DATASET RECORDS:
********************

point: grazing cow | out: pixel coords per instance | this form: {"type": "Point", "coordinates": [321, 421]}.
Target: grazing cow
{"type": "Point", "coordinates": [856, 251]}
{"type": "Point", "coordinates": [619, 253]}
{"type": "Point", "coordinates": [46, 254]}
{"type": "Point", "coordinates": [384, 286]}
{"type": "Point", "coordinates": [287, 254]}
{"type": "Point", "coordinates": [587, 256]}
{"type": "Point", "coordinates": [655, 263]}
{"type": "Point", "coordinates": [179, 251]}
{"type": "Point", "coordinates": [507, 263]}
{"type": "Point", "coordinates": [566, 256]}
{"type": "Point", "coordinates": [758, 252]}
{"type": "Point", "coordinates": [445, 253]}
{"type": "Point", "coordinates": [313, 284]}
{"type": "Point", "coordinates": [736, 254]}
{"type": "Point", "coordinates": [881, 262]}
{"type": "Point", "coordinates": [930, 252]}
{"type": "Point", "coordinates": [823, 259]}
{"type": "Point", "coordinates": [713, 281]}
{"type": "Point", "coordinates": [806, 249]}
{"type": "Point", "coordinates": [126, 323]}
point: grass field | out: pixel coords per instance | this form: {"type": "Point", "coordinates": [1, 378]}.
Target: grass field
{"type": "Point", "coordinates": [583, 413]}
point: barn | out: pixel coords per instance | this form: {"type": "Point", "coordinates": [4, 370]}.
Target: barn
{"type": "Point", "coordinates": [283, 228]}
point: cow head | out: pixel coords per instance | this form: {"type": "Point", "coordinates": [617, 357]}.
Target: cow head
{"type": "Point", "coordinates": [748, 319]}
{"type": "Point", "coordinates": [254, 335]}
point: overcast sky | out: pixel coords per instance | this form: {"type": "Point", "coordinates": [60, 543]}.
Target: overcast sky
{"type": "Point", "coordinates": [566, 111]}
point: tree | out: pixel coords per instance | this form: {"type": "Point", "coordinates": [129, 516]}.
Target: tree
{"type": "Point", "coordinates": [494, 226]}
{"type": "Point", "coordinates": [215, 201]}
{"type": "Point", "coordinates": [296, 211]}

********************

REQUIRED WORK:
In the listing above, find the line containing "Target: grass field" and the line containing "point: cow head", then repeat those two lines and everything between them exactly.

OUTPUT FOR THIS EXERCISE:
Target: grass field
{"type": "Point", "coordinates": [583, 413]}
point: barn | out: pixel coords per instance | this form: {"type": "Point", "coordinates": [4, 370]}.
Target: barn
{"type": "Point", "coordinates": [283, 228]}
point: cow head | out: pixel coords per instance | this form: {"type": "Point", "coordinates": [617, 357]}.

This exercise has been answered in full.